- **DIRECTIONS**:
Output the data that follows exactly, line for line.

Location identification entries:
• • • • • • •

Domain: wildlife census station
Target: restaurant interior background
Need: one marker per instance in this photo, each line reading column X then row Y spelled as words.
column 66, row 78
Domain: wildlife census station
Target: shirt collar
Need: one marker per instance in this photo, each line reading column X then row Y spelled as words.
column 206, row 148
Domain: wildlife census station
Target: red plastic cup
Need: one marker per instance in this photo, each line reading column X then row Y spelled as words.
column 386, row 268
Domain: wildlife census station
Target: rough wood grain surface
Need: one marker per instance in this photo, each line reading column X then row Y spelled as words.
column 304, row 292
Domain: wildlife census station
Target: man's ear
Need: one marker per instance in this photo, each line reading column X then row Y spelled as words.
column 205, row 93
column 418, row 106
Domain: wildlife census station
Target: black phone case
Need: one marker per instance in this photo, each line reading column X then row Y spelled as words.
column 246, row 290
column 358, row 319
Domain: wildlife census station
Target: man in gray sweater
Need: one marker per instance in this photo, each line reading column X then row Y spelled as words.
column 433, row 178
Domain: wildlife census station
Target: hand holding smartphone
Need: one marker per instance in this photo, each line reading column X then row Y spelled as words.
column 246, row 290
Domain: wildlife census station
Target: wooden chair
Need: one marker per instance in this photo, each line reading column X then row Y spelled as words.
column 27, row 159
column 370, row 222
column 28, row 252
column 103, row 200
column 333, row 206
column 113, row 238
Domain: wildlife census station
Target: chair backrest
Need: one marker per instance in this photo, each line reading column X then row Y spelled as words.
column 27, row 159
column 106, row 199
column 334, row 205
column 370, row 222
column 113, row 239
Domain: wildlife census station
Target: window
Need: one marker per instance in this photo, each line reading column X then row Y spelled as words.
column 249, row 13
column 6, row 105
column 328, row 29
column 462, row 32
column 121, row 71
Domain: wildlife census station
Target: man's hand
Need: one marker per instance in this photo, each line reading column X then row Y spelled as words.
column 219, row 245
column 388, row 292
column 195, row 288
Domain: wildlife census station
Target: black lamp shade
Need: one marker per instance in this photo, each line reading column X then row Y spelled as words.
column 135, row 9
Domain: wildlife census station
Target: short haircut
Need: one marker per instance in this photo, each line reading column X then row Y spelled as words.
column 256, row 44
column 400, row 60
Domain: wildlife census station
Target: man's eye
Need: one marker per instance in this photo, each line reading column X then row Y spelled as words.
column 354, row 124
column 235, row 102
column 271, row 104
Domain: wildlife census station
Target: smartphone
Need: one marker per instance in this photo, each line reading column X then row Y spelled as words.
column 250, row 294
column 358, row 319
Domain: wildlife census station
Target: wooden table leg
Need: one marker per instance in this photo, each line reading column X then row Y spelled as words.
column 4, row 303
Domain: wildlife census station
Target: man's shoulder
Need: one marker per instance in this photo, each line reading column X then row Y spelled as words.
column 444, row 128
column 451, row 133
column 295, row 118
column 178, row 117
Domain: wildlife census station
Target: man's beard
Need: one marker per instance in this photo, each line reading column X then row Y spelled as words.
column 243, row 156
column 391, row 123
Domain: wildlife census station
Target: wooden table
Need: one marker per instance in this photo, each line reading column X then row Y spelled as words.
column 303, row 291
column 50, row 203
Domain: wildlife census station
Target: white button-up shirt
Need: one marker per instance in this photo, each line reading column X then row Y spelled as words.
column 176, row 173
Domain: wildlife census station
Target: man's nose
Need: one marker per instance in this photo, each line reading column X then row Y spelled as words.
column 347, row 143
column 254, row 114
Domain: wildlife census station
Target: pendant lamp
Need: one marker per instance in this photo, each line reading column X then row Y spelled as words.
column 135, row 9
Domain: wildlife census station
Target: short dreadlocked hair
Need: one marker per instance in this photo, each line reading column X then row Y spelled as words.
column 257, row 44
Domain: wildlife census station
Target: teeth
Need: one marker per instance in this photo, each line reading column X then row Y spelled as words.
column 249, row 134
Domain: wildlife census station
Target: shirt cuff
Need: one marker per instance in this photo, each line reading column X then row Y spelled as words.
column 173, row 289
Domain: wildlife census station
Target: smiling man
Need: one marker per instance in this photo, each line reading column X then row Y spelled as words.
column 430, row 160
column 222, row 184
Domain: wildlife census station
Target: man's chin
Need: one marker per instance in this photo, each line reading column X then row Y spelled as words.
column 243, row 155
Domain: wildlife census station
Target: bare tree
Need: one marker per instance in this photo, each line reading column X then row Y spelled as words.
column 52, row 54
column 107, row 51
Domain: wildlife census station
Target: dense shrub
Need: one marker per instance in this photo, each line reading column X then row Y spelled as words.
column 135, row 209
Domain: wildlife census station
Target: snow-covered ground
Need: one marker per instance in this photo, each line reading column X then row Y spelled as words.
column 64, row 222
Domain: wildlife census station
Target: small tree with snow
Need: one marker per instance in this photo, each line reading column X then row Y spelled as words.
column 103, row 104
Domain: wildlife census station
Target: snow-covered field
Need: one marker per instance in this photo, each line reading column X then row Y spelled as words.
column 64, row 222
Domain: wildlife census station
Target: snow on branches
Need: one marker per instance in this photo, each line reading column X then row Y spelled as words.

• • • • • • •

- **SOLUTION TO THIS EXERCISE**:
Domain: wildlife census station
Target: restaurant interior background
Need: one marker per instance in this photo, each line reading column X then row Y spelled as words.
column 66, row 78
Domain: wildlife census station
Target: shirt collar
Need: one marker per instance in this photo, each line reading column X then row Y spelled as words.
column 206, row 148
Domain: wildlife census station
Target: red plastic cup
Need: one marker per instance in this photo, each line reading column X then row Y spelled as words.
column 386, row 268
Domain: wildlife census station
Target: rough wood grain surface
Need: one marker per instance in this photo, each line reading column X then row Y spelled as words.
column 304, row 292
Domain: wildlife census station
Target: man's ear
Need: one marker per instance in this photo, each line reading column X then row Y spelled as words.
column 205, row 93
column 418, row 106
Domain: wildlife census station
Target: black phone case
Need: one marker per instance in this photo, each line reading column X then row Y spelled as words.
column 246, row 290
column 358, row 319
Domain: wildlife census station
Target: man in gray sweater
Need: one marker per instance in this photo, each line reading column X then row Y spelled as words.
column 433, row 178
Domain: wildlife census station
Target: hand holding smartphone
Need: one marker per instance in this photo, each line reading column X then row Y spelled as words.
column 246, row 290
Domain: wildlife census station
Target: wooden chair
Need: one marker per instance in this photo, each line reading column X then row Y spelled as words.
column 27, row 159
column 370, row 222
column 28, row 252
column 103, row 200
column 333, row 206
column 113, row 238
Domain: wildlife census station
Target: chair backrest
Need: one marker per instance in this photo, each line reading column X then row Y spelled as words.
column 27, row 159
column 106, row 199
column 334, row 205
column 370, row 222
column 113, row 239
Domain: wildlife census station
Target: window
Need: one marker per instance in this photo, each line reading column X then row Y spelled as words.
column 249, row 13
column 6, row 105
column 328, row 29
column 462, row 32
column 121, row 71
Domain: wildlife census station
Target: man's hand
Need: one marker per instance in this photo, each line reading column X then row Y spelled as words.
column 219, row 245
column 388, row 292
column 195, row 288
Domain: wildlife census station
Target: black lamp shade
Need: one marker per instance in this photo, each line reading column X then row Y spelled as words.
column 135, row 9
Domain: wildlife census station
Target: short haircut
Need: one marker per instance in this photo, each line reading column X then row Y spelled as words.
column 256, row 44
column 400, row 60
Domain: wildlife census station
Target: man's eye
Need: one marker per instance in this photo, each line reading column X then row Y spelled as words.
column 354, row 124
column 235, row 102
column 271, row 104
Domain: wildlife census station
Target: smartphone
Need: one marker per instance in this photo, each line reading column X then row Y spelled as words.
column 250, row 294
column 358, row 319
Domain: wildlife census station
Target: wooden table leg
Need: one marker per instance in this photo, each line reading column X then row Y spelled as words.
column 4, row 303
Domain: wildlife census station
Target: man's shoulder
Need: one marker per instance in this photo, each line reading column X then row Y spelled as words.
column 444, row 128
column 451, row 133
column 295, row 118
column 178, row 117
Domain: wildlife census station
Target: man's beard
Need: one marker per instance in this photo, each line reading column X then row Y spelled as words.
column 243, row 156
column 391, row 123
Domain: wildlife census station
Target: wooden table
Need: one marker per instance in this photo, each line reading column X then row Y spelled as words.
column 303, row 291
column 50, row 203
Domain: wildlife census station
Target: white button-up shirt
Need: one marker per instance in this photo, each line reading column X then row Y spelled as words.
column 176, row 173
Domain: wildlife census station
Target: man's nose
Need: one marker per instance in this photo, each line reading column X then row Y spelled as words.
column 347, row 143
column 254, row 114
Domain: wildlife census station
Target: pendant lamp
Need: one marker per instance in this photo, each line reading column X then row Y spelled as words.
column 135, row 9
Domain: wildlife census station
Target: short dreadlocked hair
Need: one marker per instance in this photo, each line reading column X then row Y spelled as words.
column 257, row 44
Domain: wildlife census station
Target: teeth
Need: one marker per instance in this photo, each line reading column X then row Y spelled as words.
column 249, row 134
Domain: wildlife census station
Target: shirt cuff
Need: one marker per instance in this photo, each line reading column X then row Y spelled as words.
column 173, row 289
Domain: wildlife census station
Target: smiling man
Need: one marker per instance in this photo, each line reading column X then row Y spelled as words.
column 430, row 160
column 222, row 184
Domain: wildlife census station
Target: man's chin
Need: one marker per instance in this photo, each line reading column X then row Y spelled as words.
column 243, row 155
Domain: wildlife census station
Target: bare tree
Need: one marker per instance in this photo, each line reading column X then row Y spelled as words.
column 52, row 54
column 107, row 51
Domain: wildlife census station
Target: dense shrub
Need: one marker per instance in this photo, each line reading column X then row Y spelled as words.
column 135, row 209
Domain: wildlife census station
Target: snow-covered ground
Need: one marker per instance in this photo, each line reading column X then row Y spelled as words.
column 64, row 222
Domain: wildlife census station
Target: small tree with snow
Need: one marker per instance in this photo, each line reading column X then row Y spelled as words.
column 103, row 104
Domain: wildlife census station
Target: snow-covered field
Need: one marker per instance in this photo, each line reading column X then row Y spelled as words.
column 64, row 222
Domain: wildlife census station
Target: snow on branches
Need: one marker per instance in this photo, each line reading column X then row Y spelled as words.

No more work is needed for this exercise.